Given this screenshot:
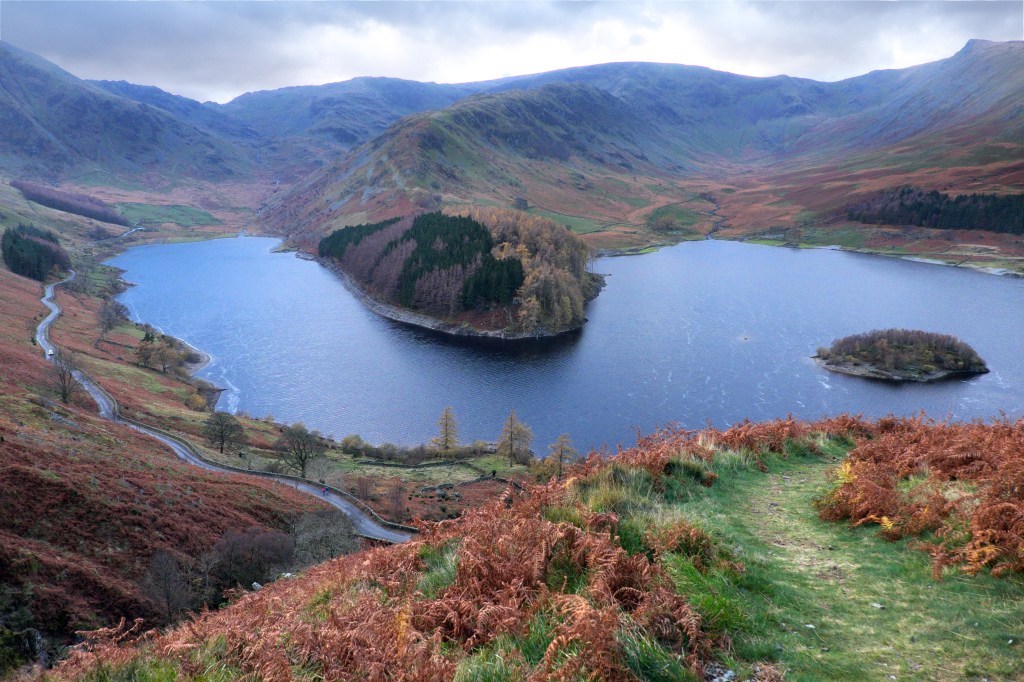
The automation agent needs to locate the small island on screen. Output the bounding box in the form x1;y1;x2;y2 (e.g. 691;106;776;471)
317;209;603;339
814;329;988;382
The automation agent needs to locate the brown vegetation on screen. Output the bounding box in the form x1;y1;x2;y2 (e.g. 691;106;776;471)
10;180;128;225
819;417;1024;578
0;269;316;663
817;329;988;378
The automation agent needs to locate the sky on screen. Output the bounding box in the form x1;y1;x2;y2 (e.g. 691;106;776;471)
0;0;1024;102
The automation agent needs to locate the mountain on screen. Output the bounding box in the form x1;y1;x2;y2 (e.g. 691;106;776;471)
0;42;254;180
218;78;477;148
0;261;319;667
54;416;1024;682
265;41;1024;241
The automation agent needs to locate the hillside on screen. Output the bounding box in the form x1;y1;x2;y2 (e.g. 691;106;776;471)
56;417;1024;680
317;209;603;338
0;42;254;180
264;41;1024;266
0;261;316;675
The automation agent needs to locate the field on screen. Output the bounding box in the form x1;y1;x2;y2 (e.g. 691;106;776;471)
51;417;1024;680
118;204;221;227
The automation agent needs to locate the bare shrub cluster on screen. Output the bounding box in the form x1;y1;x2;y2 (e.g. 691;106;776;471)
818;417;1024;578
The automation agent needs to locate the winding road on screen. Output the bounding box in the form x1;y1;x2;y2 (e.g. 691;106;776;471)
36;270;412;543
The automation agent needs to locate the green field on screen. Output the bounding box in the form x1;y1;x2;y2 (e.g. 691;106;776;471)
117;204;220;227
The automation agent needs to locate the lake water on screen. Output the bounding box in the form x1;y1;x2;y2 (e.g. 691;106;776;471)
110;238;1024;453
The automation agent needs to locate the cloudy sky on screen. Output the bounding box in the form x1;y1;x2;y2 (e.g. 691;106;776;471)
0;0;1024;101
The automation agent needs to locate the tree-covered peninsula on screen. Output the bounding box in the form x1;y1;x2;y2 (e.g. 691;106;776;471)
318;209;602;338
814;329;988;381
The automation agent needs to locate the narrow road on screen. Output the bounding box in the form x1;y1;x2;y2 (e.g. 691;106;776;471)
36;270;412;544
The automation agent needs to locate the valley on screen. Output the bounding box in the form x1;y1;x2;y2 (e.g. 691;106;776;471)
0;34;1024;681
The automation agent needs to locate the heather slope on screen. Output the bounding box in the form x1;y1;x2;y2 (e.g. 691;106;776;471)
0;251;316;671
0;43;254;180
57;417;1024;680
264;41;1024;259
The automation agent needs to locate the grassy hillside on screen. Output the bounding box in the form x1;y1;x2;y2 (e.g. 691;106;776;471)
0;261;315;674
264;41;1024;269
0;43;255;180
49;417;1024;680
317;209;602;335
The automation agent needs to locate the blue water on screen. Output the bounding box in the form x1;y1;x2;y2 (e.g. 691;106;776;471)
110;238;1024;454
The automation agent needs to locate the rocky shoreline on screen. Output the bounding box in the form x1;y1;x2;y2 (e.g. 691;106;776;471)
812;355;988;383
315;256;586;341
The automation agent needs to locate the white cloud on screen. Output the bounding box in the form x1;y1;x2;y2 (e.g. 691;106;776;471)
0;0;1024;101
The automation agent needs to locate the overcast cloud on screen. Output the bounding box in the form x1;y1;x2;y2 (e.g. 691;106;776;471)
0;0;1024;101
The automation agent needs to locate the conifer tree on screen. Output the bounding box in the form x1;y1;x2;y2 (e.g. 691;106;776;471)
548;433;580;478
430;406;459;454
498;410;534;464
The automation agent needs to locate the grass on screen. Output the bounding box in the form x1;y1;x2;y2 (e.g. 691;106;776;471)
800;227;867;249
416;542;459;599
671;440;1024;680
527;206;608;235
561;432;1024;680
117;204;221;227
647;204;708;229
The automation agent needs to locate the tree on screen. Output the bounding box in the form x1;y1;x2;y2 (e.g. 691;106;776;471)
50;348;79;404
388;478;407;521
278;422;327;478
135;329;157;367
430;406;459;453
204;527;295;590
97;299;128;339
548;433;580;478
142;550;191;624
292;509;359;568
203;412;246;455
498;410;534;464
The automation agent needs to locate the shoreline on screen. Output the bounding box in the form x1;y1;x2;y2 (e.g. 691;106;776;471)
811;355;989;384
315;251;586;341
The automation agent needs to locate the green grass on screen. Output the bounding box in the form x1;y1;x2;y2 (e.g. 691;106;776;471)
416;542;459;599
117;204;220;227
800;227;867;249
561;438;1024;680
527;206;608;235
670;445;1024;680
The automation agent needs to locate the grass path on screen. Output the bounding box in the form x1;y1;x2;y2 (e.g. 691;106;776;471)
685;456;1024;680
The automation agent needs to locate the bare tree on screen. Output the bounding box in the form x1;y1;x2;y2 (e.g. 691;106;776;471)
388;478;407;521
292;509;359;568
430;406;459;453
548;433;580;478
203;412;246;455
278;422;327;478
98;298;128;340
142;550;190;624
204;527;295;590
498;410;534;464
50;348;80;404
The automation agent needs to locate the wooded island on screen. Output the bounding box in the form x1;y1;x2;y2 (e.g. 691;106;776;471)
318;209;603;338
814;329;988;381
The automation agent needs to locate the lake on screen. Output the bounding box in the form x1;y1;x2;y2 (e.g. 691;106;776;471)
109;238;1024;454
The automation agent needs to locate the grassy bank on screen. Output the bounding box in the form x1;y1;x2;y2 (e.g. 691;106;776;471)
49;420;1024;680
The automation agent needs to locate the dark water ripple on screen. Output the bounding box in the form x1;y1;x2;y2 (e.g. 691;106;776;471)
110;238;1024;452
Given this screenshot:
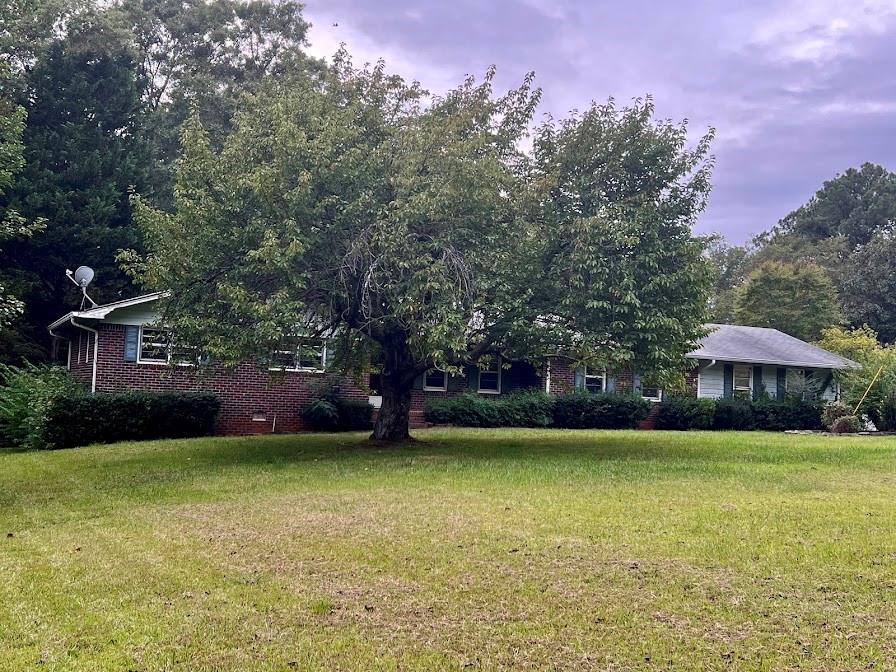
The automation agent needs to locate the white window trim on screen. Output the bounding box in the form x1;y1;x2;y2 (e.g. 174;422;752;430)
268;341;327;373
582;366;607;394
731;364;754;399
137;324;200;366
423;369;448;392
476;358;503;394
641;385;663;401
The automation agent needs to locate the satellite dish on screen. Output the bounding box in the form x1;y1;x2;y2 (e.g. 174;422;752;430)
73;266;94;289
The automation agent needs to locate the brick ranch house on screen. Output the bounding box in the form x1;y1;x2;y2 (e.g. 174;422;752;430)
49;293;854;434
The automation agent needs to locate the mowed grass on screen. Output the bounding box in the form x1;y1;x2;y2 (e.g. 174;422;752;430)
0;430;896;670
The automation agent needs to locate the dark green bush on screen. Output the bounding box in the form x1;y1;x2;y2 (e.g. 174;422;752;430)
821;401;852;429
493;390;554;427
424;394;503;427
302;399;339;432
554;392;650;429
0;363;86;448
44;392;221;448
712;399;756;430
831;415;862;434
302;381;373;432
336;399;373;432
753;396;824;431
656;396;716;430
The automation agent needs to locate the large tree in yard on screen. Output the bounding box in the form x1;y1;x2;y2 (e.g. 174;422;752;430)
124;61;710;440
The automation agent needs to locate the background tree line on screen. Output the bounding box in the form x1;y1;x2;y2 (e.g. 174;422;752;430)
0;0;323;362
710;163;896;343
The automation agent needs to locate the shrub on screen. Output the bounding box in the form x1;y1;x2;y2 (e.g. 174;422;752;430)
712;399;756;430
302;399;339;432
493;390;554;427
753;396;824;431
44;392;221;448
336;399;373;432
0;364;85;448
554;392;650;429
656;396;716;430
424;394;502;427
875;390;896;432
821;401;852;429
302;382;373;432
831;415;862;434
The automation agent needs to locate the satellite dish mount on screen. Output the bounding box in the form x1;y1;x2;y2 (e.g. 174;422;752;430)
65;266;96;310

--------------------------------

> _Written exercise_: Rewrite all the entries above as a two-column CSV with the header instruction,boxes. Give one row per request, with its text and its answer each in one quoted field, replace line breaks with spaces, and leave out the pictures.

> _Answer for this exercise_:
instruction,boxes
"Given this screenshot: The automation agent needs to locate the small island on screen. Output the bounding box in the form x1;y1;x2;y2 (e.g. 691;106;776;471)","317;209;603;339 814;329;988;382"
"The automation agent needs to locate the brown vegetation on screen. Output the bounding box in the form x1;y1;x2;y2 (e.g. 691;106;776;471)","10;180;128;225 819;417;1024;578 0;269;316;663 817;329;988;378"
"The automation agent needs to locate the sky on screen. Output the bounding box in the form x1;y1;x2;y2 (e.g. 691;106;776;471)","0;0;1024;102"
"The automation agent needs to locate the mountain on screen. Output the bounding box in the form x1;y1;x2;y2 (e.g. 691;106;776;471)","0;42;254;180 218;78;477;148 0;261;319;667 54;416;1024;682 265;41;1024;241"
"The automation agent needs to locate the hillside on screen. Output the bounding box in the form x1;y1;x2;y2 (e.g. 691;106;776;471)","56;417;1024;680 317;209;603;338 0;42;254;180 264;41;1024;266 0;261;316;675"
"The automation agent needs to locate the field on screen. Output the bounding box in the form x1;y1;x2;y2 (e.g. 691;106;776;471)","51;417;1024;680 118;204;221;227"
"The automation agent needs to locate the bare shrub cluster on screen. Output the bounding box in the form x1;y1;x2;y2 (e.g. 691;106;776;471)","818;417;1024;578"
"The automation agent needs to locate the winding road on screen. Output the bounding box in the form x1;y1;x2;y2 (e.g. 691;106;776;471)","36;270;412;543"
"The automation agent needs to locate the green field on screen. Output the bounding box in the form x1;y1;x2;y2 (e.g. 691;106;776;471)","117;204;220;227"
"The automation agent needs to locate the lake water on screen. Output the bounding box in the form x1;y1;x2;y2 (e.g. 691;106;776;471)","110;238;1024;453"
"The automation agent needs to locate the cloudy sky on screen. Output the bounding box in the form x1;y1;x2;y2 (e.g. 691;106;776;471)","0;0;1024;101"
"The automation agent needs to locate the tree-covered peninsula on screen. Output the bounding box in the form x1;y1;x2;y2 (e.g. 691;106;776;471)","318;209;602;338 814;329;988;381"
"The automation agent needs to locate the narrow road on screen. Output the bounding box in the form x1;y1;x2;y2 (e.g. 691;106;776;471)","36;270;412;544"
"The automation agent needs to locate the valley on screen. Output the bounding box in the form x1;y1;x2;y2 (e.g. 691;106;776;471)","0;34;1024;681"
"The automation agent needs to locate the heather slope on screen. Output the bounding box in the form x1;y1;x2;y2 (e.g. 691;106;776;471)","0;251;316;671 0;43;254;180 57;417;1024;680 264;41;1024;259"
"The automation agent needs to locate the grassy hillside on screen. Output the bounding box in the form x1;y1;x2;y2 (e.g. 691;106;776;471)","0;261;315;674 264;41;1024;269 0;43;255;180 49;417;1024;680 317;209;602;335"
"The automation agent needs to locate the blue water on screen. Output the bounding box in the form x1;y1;x2;y2 (e.g. 691;106;776;471)","110;238;1024;454"
"The automation agent needs to locate the rocky shoreline on screen. Output the bounding box in the form x1;y1;x2;y2 (e.g. 691;106;776;471)","812;355;988;383 315;256;586;341"
"The automation agent needs to locate the white cloud on screen. Output the bounding box in the form x1;y1;x2;y2 (e.g. 691;106;776;471)","0;0;1024;101"
"The automation agent needs to locate the overcast cloud on screen. Output the bounding box in the form x1;y1;x2;y2 (e.g. 691;106;776;471)","0;0;1024;101"
"The automation agent needs to locate the conifer tree on screen. Output the bounding box in the form x1;y1;x2;y2 (e.g. 691;106;776;471)","548;433;580;478 430;406;459;454 498;410;534;464"
"The automation agent needs to locate the grass on screen. Output the bounding box in the form x1;y1;x2;y2 (e.g. 691;106;776;471)","800;227;867;249 416;542;459;599 671;440;1024;680 527;206;608;235 561;432;1024;680 117;204;221;227 647;204;708;229"
"The automation agent needs to locate the tree on screen. Output the bounding box in the form x1;y1;x2;y2 (e.g. 691;106;776;471)","50;348;79;404 388;478;407;521 278;422;327;478 135;329;157;367 430;406;459;453 204;527;295;590 97;299;128;339 548;433;580;478 142;550;191;624 292;509;359;568 203;412;246;455 498;410;534;464"
"The automation agent needs to locate the shoreline on screen. Output the bounding box in the form x1;y1;x2;y2 (e.g. 691;106;776;471)","811;355;989;384 315;251;586;341"
"The automation agent needs to locate the green grass on screen. Output the bounding box in the form x1;y1;x2;y2 (e.g. 691;106;776;471)","416;542;459;599 117;204;220;227 800;227;867;249 561;438;1024;680 527;206;608;235 670;445;1024;680"
"The automation agent needs to locate the grass path on screen. Output the bounding box in the form x1;y1;x2;y2 (e.g. 691;106;776;471)","685;456;1024;680"
"The automation agent needs to locate the bare tree on screen. Output the bounding box in the form x1;y1;x2;y2 (e.g. 691;106;776;471)","388;478;407;521 292;509;359;568 430;406;459;453 548;433;580;478 203;412;246;455 278;422;327;478 98;298;128;340 142;550;190;624 204;527;295;590 498;410;534;464 50;348;80;404"
"The automation agent needs to locate the wooded island on screen. Output the bounding box in the form x1;y1;x2;y2 (e.g. 691;106;776;471)","318;209;603;338 814;329;988;381"
"The automation agent needs to locate the lake on screen. Output the bounding box in the form x1;y1;x2;y2 (e.g. 691;106;776;471)","109;238;1024;454"
"The automation agent needs to locate the grassy bank on screen. Output the bounding box in the form x1;y1;x2;y2 (e.g. 691;106;776;471)","49;420;1024;680"
"The automation agent needs to locate the dark water ripple on screen. Output the bounding box in the form x1;y1;x2;y2 (e.g. 691;106;776;471)","110;238;1024;452"
"Given this screenshot: The automation agent needs to locate the white window trim on screen. Output the bounding box in the form x1;y1;x2;y2 (e.g. 174;422;752;430)","268;341;327;373 582;366;607;394 731;364;754;399 137;324;200;366 423;369;448;392 476;358;503;394 641;385;663;401"
"The automation agent needs to locate the satellite dish on screen. Output the bounding box in the form x1;y1;x2;y2 (e.g. 174;422;752;430)","73;266;94;289"
"The automation agent needs to locate the brick ranch house on screen. Output the bounding box in the form x1;y1;x2;y2 (e.g. 174;422;752;430)","49;293;854;434"
"The automation agent needs to locate the mowed grass on screen. Output the bounding box in the form x1;y1;x2;y2 (e.g. 174;422;752;430)","0;430;896;670"
"The automation agent needs to locate the dark green bush on screen. Output the bounding box in the form x1;y1;x2;y2 (e.g. 174;422;752;430)","821;401;852;429 493;390;554;427 424;394;503;427 302;399;339;432 554;392;650;429 0;363;86;448 44;392;221;448 712;399;756;430 831;415;862;434 302;381;373;432 336;399;373;432 753;396;824;431 656;396;716;430"
"The automation agent needs to locate the large tree in yard on screen. Output the bounding box in the form x1;y1;x2;y2 (e.g. 174;422;752;430)","124;61;710;440"
"The automation agent needs to locate the background tree line on screen. Output the bounding box in the form x1;y1;x2;y2 (e.g. 174;422;752;430)","0;0;323;362 710;163;896;343"
"The automation agent needs to locate the shrub on screen. Output the bounding box in the form x1;y1;x2;y2 (e.g. 174;422;752;430)","712;399;756;430 302;399;339;432 493;390;554;427 753;396;824;431 44;392;221;448 336;399;373;432 0;364;85;448 554;392;650;429 656;396;716;430 424;394;502;427 875;390;896;432 821;401;852;429 302;382;373;432 831;415;862;434"
"The automation agent needs to locate the satellite dish mount on screen. Output the bounding box in the form x1;y1;x2;y2 (e.g. 174;422;752;430)","65;266;96;310"